DATA LINES:
++++++++++++++++++++

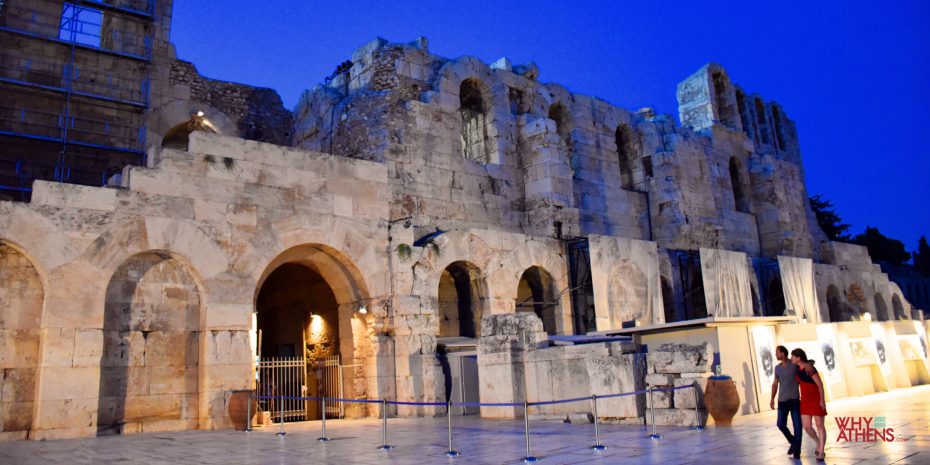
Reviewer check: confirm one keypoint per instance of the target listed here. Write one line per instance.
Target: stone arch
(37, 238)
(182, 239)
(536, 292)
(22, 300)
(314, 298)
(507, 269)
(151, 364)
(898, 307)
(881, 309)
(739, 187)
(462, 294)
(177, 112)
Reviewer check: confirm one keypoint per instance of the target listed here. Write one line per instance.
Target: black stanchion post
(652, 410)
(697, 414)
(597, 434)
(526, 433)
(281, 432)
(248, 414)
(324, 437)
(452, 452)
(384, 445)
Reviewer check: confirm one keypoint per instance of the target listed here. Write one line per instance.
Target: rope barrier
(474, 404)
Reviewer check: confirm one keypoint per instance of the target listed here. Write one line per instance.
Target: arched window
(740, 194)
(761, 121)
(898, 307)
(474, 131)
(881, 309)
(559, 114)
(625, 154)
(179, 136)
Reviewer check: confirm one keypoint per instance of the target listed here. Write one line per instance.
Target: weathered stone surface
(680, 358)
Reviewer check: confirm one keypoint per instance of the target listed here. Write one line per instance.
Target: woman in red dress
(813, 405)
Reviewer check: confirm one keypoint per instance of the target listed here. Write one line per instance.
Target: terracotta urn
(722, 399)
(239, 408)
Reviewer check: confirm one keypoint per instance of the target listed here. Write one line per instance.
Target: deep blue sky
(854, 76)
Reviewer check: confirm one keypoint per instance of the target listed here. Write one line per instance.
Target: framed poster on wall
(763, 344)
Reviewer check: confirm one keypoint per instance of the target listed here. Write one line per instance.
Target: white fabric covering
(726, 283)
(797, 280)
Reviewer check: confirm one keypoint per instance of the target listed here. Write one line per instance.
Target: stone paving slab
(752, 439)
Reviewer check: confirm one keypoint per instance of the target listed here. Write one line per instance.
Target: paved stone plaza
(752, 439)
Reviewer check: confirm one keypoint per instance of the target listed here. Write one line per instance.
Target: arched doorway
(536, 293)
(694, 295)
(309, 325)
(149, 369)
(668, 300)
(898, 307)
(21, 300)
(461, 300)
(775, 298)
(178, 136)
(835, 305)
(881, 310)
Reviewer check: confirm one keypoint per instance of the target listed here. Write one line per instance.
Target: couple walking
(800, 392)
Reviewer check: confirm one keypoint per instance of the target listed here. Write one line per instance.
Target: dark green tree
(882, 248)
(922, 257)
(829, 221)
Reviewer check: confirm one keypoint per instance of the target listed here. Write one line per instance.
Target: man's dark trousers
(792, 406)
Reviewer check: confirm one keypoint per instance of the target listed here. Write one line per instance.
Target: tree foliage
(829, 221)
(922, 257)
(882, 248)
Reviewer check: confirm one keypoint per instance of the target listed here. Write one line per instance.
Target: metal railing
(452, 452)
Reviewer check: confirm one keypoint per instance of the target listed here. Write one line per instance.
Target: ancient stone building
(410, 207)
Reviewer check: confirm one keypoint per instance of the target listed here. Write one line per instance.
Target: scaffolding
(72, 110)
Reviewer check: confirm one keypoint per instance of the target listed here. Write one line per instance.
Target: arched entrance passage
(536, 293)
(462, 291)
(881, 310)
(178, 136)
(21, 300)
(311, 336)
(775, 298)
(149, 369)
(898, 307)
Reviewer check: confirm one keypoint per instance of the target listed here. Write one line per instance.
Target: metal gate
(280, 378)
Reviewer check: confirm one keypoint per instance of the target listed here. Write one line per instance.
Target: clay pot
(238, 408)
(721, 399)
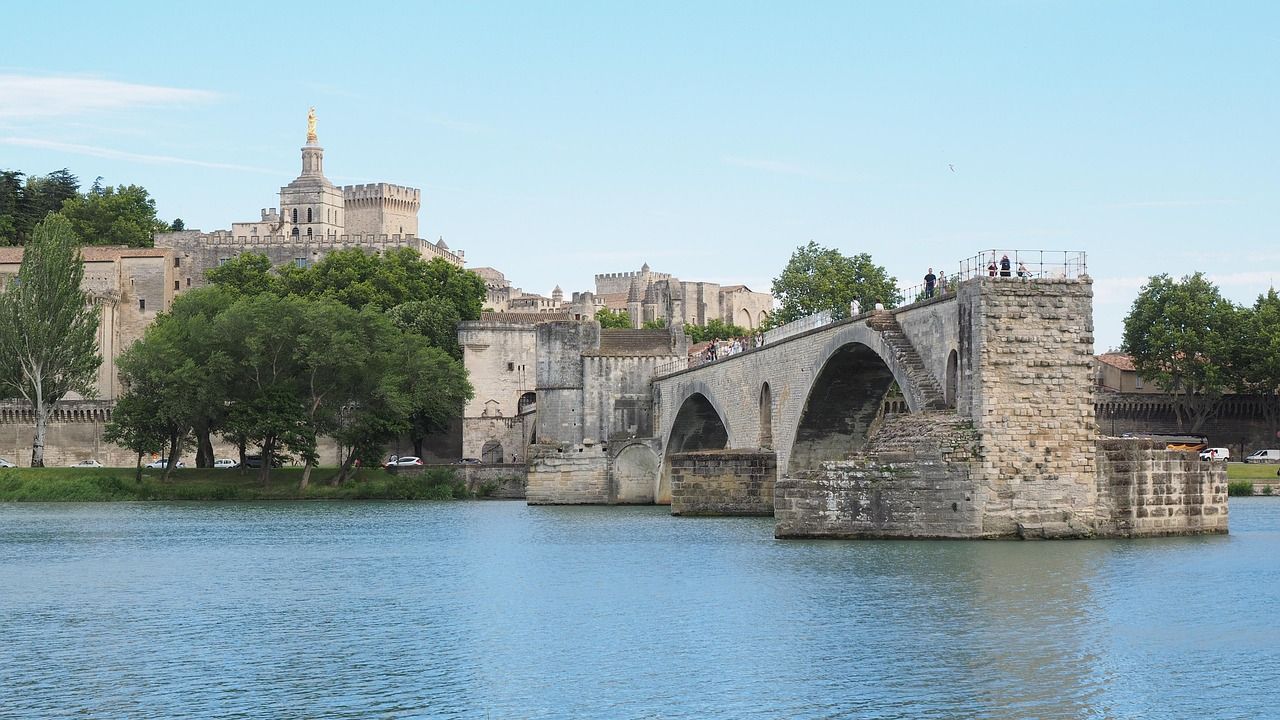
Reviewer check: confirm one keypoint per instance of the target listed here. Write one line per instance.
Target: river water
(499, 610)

++++++++++++++++++++

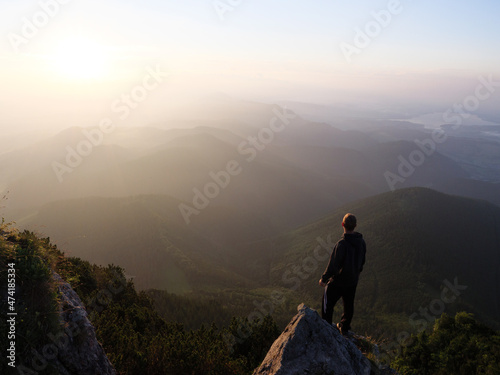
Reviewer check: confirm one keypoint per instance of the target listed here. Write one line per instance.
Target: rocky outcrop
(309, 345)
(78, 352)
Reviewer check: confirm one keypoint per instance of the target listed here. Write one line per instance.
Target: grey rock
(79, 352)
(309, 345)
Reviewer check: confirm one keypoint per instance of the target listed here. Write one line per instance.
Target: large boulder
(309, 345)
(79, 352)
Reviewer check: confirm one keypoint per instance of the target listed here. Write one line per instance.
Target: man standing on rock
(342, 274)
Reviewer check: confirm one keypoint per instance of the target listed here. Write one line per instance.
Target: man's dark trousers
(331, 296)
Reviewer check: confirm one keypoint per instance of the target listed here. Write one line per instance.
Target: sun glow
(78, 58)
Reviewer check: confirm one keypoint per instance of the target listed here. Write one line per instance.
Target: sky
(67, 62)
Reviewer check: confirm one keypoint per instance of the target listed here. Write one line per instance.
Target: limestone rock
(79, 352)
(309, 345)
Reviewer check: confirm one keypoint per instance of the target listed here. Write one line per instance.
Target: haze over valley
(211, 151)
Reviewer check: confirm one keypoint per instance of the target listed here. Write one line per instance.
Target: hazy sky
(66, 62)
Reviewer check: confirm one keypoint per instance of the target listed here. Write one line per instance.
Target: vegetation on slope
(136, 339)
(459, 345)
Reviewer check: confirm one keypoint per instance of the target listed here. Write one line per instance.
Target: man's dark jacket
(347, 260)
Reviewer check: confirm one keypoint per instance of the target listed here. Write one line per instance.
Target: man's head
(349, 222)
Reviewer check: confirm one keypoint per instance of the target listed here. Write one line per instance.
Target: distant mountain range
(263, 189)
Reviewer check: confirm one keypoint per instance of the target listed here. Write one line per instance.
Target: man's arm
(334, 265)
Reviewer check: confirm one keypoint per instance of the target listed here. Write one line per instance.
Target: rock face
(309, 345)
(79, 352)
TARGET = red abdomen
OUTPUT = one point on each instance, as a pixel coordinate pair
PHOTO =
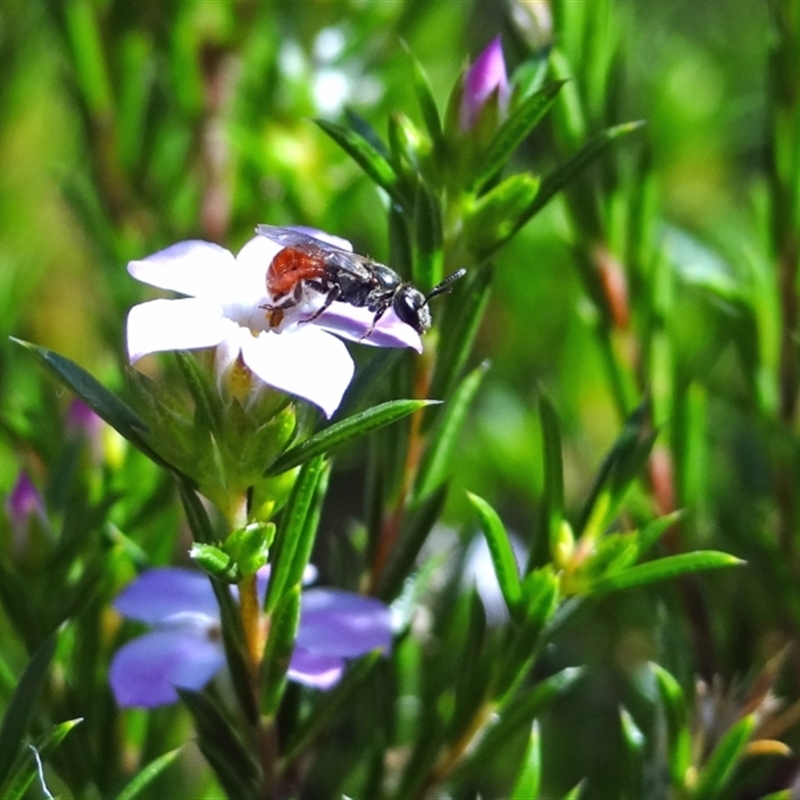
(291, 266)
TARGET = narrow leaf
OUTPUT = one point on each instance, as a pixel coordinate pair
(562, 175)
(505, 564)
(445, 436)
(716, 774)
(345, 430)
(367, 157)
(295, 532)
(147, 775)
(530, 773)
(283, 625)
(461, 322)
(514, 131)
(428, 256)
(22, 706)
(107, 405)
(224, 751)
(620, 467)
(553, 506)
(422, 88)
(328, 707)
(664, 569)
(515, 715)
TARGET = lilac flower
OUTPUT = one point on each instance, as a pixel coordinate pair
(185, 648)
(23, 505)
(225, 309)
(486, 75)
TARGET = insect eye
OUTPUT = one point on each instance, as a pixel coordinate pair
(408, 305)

++++++++++++++++++++

DO THIS:
Pick out every line of the data above that contains the word "metal", and copy each one in full; case counts.

SOLUTION FOR THIS TASK:
Target: metal railing
Target: metal gate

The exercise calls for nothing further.